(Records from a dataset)
%%

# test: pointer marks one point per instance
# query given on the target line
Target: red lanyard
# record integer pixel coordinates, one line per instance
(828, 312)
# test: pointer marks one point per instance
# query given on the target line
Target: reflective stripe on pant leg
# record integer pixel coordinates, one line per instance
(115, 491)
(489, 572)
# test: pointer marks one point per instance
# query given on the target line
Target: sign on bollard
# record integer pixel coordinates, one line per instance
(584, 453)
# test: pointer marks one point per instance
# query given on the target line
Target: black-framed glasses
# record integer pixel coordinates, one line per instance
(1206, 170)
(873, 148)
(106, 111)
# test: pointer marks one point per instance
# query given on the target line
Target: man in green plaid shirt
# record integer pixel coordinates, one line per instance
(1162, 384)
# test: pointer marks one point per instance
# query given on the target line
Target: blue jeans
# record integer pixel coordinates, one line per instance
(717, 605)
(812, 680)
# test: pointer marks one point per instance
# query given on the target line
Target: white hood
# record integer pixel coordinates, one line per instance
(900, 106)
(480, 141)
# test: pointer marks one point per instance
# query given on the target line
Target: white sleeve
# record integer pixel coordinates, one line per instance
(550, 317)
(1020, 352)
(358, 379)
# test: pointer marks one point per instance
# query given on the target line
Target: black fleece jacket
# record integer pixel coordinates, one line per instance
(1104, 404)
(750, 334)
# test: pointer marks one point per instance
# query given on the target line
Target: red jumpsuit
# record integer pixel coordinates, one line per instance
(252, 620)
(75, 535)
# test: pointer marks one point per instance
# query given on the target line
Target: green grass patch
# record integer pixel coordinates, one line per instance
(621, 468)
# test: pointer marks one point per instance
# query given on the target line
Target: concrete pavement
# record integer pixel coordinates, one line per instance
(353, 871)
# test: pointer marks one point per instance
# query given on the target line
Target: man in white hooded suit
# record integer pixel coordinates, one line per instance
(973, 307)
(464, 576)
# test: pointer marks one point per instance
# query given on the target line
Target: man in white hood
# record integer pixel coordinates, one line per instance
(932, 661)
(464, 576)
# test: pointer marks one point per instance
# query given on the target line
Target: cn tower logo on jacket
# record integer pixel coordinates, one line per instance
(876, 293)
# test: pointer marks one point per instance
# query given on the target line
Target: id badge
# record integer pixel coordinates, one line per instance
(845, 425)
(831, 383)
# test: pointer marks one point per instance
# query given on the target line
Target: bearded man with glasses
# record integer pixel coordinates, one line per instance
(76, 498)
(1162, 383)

%%

*Exercise brief*: All the entries must be retyped exactly.

*Exercise answer*:
# test: pointer marks one point per instance
# query given on the target line
Target: red lanyard
# record integer pixel coordinates, one line per instance
(828, 312)
# test: pointer marks one point per instance
# query given on the target line
Target: reflective stripe on pant leg
# record integer pixel coordinates, one line per instance
(115, 491)
(489, 572)
# test: pointer marks one point per instance
# query given on the target line
Target: sign on bollard
# record integer pixel coordinates, one line per instance
(584, 453)
# test: pointer marks one point per instance
# query given on the target line
Target: black-framed glasses
# record integer pixel coordinates, one line per instance
(1206, 170)
(873, 148)
(106, 111)
# test: pointer marks one point per instance
# query given on the target line
Target: man in green plaid shirt
# record integer pixel coordinates, one line per instance
(1162, 384)
# test: pointer marks one point per instance
# query given on the target line
Target: blue jeans
# record integer pixel coordinates, one line per instance
(717, 605)
(812, 680)
# test: pointer marks one point per instance
# query given on the target line
Target: white hood
# record integer pixel coordinates, one line per instance
(900, 106)
(480, 141)
# test: pointer marks one point per instance
# query given on the target line
Target: white sleeve
# record integer pixel coordinates, one line per instance
(550, 317)
(1020, 352)
(358, 379)
# test: pointer marks one point per instance
# query given on the target line
Target: black fleece jacket
# record integer pixel coordinates, one line per instance
(1104, 404)
(750, 334)
# test: pointer marks one point per instance
# query given on the target line
Target: red jumpsuit
# record integer pixel coordinates, one line per instance
(252, 620)
(75, 535)
# test: pointer marks one point per instance
# query given on the target line
Target: green grass patch
# record integer pixel coordinates, one line per instance
(621, 468)
# test: pointer marks one point per instance
# query given on the target line
Target: concrete pavement
# record integer pixel coordinates, one line per instance
(353, 871)
# test: pointer marks one point per instance
# query given on the target line
Target: man in white hooded suit
# record integer pixel coordinates, one line per instance
(973, 307)
(464, 576)
# test: pointer marks one point per instance
# query given on the target line
Target: man in white hood
# record integer pixel coordinates, one line per instance
(932, 661)
(464, 576)
# test: pointer marks one point per instance
# query given on the target line
Target: cn tower logo on jacket
# record integer pixel coordinates, one line per instance
(876, 293)
# test: pointer marks one point per instance
# query given on the target line
Target: id badge
# record integer pixel coordinates, one line per instance
(845, 425)
(831, 383)
# test: pointer marks one point per instance
# query given on the target line
Target: bearded man with glasses
# record integer pixel coordinates, one line per instance
(76, 498)
(1162, 383)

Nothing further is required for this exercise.